The problem |
Set the data down once more, exactly as it is written.

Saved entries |
-----

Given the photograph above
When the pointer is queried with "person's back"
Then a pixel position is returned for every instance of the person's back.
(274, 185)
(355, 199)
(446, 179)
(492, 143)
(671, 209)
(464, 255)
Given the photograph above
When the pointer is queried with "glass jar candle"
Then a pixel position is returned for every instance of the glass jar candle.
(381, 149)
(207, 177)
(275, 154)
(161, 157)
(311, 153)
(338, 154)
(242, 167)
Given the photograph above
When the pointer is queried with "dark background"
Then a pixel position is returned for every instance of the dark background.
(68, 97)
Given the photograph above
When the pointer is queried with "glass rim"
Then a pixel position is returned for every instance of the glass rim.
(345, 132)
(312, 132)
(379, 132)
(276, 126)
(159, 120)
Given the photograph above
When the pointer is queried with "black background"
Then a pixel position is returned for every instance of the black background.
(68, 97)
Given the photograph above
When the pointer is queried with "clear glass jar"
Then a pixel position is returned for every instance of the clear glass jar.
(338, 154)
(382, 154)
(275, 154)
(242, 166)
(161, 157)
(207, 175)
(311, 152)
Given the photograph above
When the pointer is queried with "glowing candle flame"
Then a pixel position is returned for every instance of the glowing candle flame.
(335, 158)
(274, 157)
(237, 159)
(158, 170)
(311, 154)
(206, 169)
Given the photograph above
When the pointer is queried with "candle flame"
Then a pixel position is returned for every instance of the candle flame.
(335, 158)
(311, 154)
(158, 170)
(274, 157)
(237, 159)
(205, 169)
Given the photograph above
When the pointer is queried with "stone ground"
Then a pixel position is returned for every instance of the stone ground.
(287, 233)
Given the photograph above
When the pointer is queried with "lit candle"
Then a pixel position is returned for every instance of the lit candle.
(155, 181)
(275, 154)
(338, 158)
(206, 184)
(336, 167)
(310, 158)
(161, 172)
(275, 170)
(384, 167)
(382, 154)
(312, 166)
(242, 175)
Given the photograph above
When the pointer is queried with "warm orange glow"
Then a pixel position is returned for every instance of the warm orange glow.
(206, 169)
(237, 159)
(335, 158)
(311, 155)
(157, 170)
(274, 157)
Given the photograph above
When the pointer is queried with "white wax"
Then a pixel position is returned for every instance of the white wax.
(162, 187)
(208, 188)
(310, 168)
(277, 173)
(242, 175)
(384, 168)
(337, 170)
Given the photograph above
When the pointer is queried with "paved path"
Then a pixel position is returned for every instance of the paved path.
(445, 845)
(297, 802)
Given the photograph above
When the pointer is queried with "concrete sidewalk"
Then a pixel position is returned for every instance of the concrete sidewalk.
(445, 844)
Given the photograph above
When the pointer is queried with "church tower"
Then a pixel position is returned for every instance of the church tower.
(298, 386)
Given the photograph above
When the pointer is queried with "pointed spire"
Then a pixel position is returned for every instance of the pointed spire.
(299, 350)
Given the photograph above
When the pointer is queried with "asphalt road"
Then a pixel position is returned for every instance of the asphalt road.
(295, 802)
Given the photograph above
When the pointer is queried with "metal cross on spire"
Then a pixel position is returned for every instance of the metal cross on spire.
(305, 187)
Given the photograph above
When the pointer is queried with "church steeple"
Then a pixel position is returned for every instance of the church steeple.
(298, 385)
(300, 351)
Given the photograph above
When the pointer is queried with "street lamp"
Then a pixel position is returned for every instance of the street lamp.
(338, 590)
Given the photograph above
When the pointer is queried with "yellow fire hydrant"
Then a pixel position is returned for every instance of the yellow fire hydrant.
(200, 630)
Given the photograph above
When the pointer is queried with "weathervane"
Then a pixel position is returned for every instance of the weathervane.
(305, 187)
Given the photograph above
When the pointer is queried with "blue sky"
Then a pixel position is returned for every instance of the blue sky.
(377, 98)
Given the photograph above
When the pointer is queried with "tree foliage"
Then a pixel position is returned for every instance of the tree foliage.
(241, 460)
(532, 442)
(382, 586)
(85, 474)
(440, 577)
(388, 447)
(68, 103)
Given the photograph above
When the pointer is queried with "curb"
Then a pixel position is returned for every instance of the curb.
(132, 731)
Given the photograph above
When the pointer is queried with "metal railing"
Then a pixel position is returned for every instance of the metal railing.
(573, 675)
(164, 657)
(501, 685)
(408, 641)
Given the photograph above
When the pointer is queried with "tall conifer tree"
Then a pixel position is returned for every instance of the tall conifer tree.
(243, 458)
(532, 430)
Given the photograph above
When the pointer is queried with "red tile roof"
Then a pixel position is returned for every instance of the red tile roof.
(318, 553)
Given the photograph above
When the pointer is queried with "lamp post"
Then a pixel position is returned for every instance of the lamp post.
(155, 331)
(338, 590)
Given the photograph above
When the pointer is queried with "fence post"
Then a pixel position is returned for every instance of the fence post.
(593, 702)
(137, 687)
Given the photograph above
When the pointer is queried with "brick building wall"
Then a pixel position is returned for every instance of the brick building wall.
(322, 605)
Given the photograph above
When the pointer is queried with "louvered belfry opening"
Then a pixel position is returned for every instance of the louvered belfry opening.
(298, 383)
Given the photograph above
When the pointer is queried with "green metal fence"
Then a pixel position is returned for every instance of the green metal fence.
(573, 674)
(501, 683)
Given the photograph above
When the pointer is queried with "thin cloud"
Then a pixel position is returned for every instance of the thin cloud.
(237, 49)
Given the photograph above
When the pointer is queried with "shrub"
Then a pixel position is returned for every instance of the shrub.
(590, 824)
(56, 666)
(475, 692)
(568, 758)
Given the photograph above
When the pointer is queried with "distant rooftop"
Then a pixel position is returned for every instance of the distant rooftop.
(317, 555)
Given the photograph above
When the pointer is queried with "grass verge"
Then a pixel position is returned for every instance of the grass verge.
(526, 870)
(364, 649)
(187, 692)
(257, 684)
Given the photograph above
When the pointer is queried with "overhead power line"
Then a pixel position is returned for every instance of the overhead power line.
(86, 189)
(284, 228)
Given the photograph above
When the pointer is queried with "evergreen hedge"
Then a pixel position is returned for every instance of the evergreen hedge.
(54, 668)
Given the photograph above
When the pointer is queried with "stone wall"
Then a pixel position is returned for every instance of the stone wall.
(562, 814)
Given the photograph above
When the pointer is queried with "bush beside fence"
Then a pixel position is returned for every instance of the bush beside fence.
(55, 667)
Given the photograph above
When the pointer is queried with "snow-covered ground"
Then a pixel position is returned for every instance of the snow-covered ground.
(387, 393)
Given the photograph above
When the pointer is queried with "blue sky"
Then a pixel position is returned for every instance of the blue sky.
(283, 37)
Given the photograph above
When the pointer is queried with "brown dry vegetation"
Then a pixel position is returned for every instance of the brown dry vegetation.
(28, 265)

-----

Exercise response |
Given the photograph above
When the pointer is queried with "person's back"
Then a pixel position is returned for every instance of the person's back.
(274, 185)
(355, 199)
(446, 179)
(492, 143)
(671, 209)
(464, 255)
Given the photograph above
When the pointer is queried with "glass jar candle"
Then a pixel position is returned for every instance of the glass jar candle.
(381, 149)
(207, 177)
(275, 154)
(161, 157)
(311, 153)
(338, 154)
(242, 167)
Given the photograph above
When the pointer is queried with "dark background"
Then a pixel position is returned for every instance of the dark background.
(68, 97)
Given the photograph above
When the pointer is queried with "glass rim"
Then a pixel position is returned for every instance of the glass rim.
(345, 132)
(312, 132)
(379, 132)
(276, 126)
(159, 120)
Given the photograph above
When the pointer is queried with "black background"
Then a pixel position is returned for every instance of the black background.
(68, 97)
Given the photograph above
When the pointer is queried with "clear glass jar"
Then a pixel position is returned for every instance of the clear glass jar.
(338, 154)
(382, 154)
(275, 154)
(242, 166)
(161, 157)
(207, 175)
(311, 152)
Given the photograph above
When the pointer is queried with "glowing candle flame"
Then a pixel position is returned for every instance of the glowing candle flame.
(335, 158)
(274, 157)
(237, 159)
(158, 170)
(311, 154)
(206, 169)
Given the photograph above
When the pointer is queried with "candle flame"
Then a pixel position is returned for every instance of the candle flame.
(335, 158)
(311, 154)
(158, 170)
(274, 157)
(237, 159)
(205, 169)
Given the photograph above
When the pointer is queried with "stone ground"
Then a pixel position is returned for every instance of the stone ground.
(287, 233)
Given the photograph above
When the pointer is queried with "lit candle"
Then a pixel position is returned for every instance of the lit candle.
(155, 181)
(275, 154)
(338, 158)
(206, 184)
(336, 167)
(310, 158)
(161, 172)
(275, 170)
(384, 167)
(382, 154)
(312, 166)
(242, 175)
Given the photograph above
When the pointer is queried with "warm orange glow"
Then a pixel position is returned for every instance of the warm orange glow.
(206, 169)
(237, 159)
(335, 158)
(311, 155)
(157, 170)
(274, 157)
Given the photograph above
When the pointer is queried with "white wax"
Then a pixel position is returned for every instance of the white wax.
(162, 187)
(208, 188)
(310, 168)
(277, 173)
(242, 175)
(384, 168)
(337, 170)
Given the photograph above
When the pointer is queried with "paved path"
Then a pixel position is returned for every instance of the paved path.
(445, 845)
(297, 802)
Given the photograph above
When the pointer is queried with "concrete sidewalk"
Then a pixel position is returned for every instance of the concrete sidewalk.
(445, 844)
Given the photograph above
When the pointer is queried with "church tower"
Then a pixel position is returned for every instance of the church tower.
(298, 386)
Given the photograph above
When the pointer is queried with "pointed spire"
Then a pixel position is returned for every instance of the pointed spire.
(299, 350)
Given the photograph above
When the pointer is queried with "asphalt road"
Then a pixel position is returned for every instance of the asphalt road.
(295, 802)
Given the photograph above
When the pointer is queried with "metal cross on spire"
Then a pixel position is returned for every instance of the metal cross on spire.
(305, 187)
Given the photograph above
When the pointer is queried with "church steeple"
Then a pixel position is returned for every instance of the church steeple.
(298, 385)
(300, 351)
Given the photograph above
When the pointer is queried with "street lamp"
Then a pixel position is returned for every instance of the street lamp.
(338, 590)
Given the photograph above
When the pointer is queried with "yellow fire hydrant"
Then a pixel position is returned for every instance of the yellow fire hydrant.
(200, 630)
Given the photograph above
When the pointer is queried with "weathervane"
Then a pixel position is returned for every instance of the weathervane.
(305, 187)
Given the photograph above
When the pointer is queried with "blue sky"
Then a pixel position is returned for every instance of the blue sky.
(377, 98)
Given the photograph above
When the pointer is queried with "tree foliage"
Then a pixel position is returned for every instance of the tree foliage.
(241, 460)
(532, 442)
(382, 586)
(85, 474)
(440, 577)
(388, 447)
(68, 103)
Given the photograph above
When the pointer is queried with "curb"
Then a pixel position is returned for every instance of the curb.
(132, 731)
Given the photograph above
When the pointer is queried with "metal railing"
Then a pixel position is returned for every instance of the metal railing.
(573, 675)
(164, 657)
(501, 685)
(408, 641)
Given the photograph above
When the pointer is queried with "tall conifer tree"
Then a pixel position is returned for every instance of the tall conifer tree.
(243, 458)
(532, 430)
Given the photograph above
When the pointer is queried with "red tile roof"
Then a pixel position is returned for every instance of the red tile roof.
(318, 553)
Given the photograph above
When the pointer is queried with "lamp post"
Then a pixel position is returned for every instance of the lamp post.
(155, 331)
(338, 590)
Given the photograph above
When the pointer is queried with "fence post"
Then a pixel position is returned for every instance of the fence post.
(593, 702)
(137, 687)
Given the photograph above
When the pointer is queried with "brick building wall"
Then a pixel position is returned for every instance of the brick building wall.
(322, 605)
Given the photograph above
When the pointer is queried with "louvered belfry opening"
Then a pixel position is returned for every instance of the louvered belfry opening.
(298, 383)
Given the photograph above
When the pointer is queried with "green metal fence"
Then a pixel position is returned for every instance of the green metal fence.
(573, 674)
(501, 683)
Given the photograph above
When the pointer is queried with "thin cloud"
Then a pixel position is returned for every instance of the thin cloud.
(237, 49)
Given the photograph above
When the pointer is queried with "shrub"
Then a pixel position is returned for every instance of the shrub.
(590, 824)
(56, 666)
(475, 692)
(568, 758)
Given the photograph above
When the pointer is queried with "distant rooftop"
Then a pixel position is returned for every instance of the distant rooftop.
(317, 555)
Given the photograph above
When the pointer is queried with "grass verge"
Then a pixel position is returned for every instance of the grass verge.
(526, 870)
(364, 649)
(187, 692)
(257, 684)
Given the photograph above
When the pointer is queried with "overhead power line"
Then a pixel position is returned for every instance of the overhead power line.
(86, 189)
(284, 228)
Given the photograph above
When the pointer is queried with "evergreen hedge"
Then a pixel position is returned for every instance of the evergreen hedge.
(54, 668)
Given the photograph above
When the pointer is queried with "stone wall"
Then a pixel position is returned for every instance of the stone wall.
(562, 814)
Given the photograph above
When the pointer is queried with "bush beside fence"
Then a pixel position is returned for every instance of the bush beside fence.
(55, 667)
Given the photograph above
When the pointer is queried with "snow-covered ground"
Then a pixel position is returned for every instance of the snow-covered ground.
(387, 393)
Given the photograph above
When the pointer is queried with "blue sky"
Then a pixel position is returned for every instance of the blue sky.
(283, 37)
Given the photograph above
When the pointer is queried with "brown dry vegetation"
Then a pixel position is returned for every instance of the brown dry vegetation.
(28, 265)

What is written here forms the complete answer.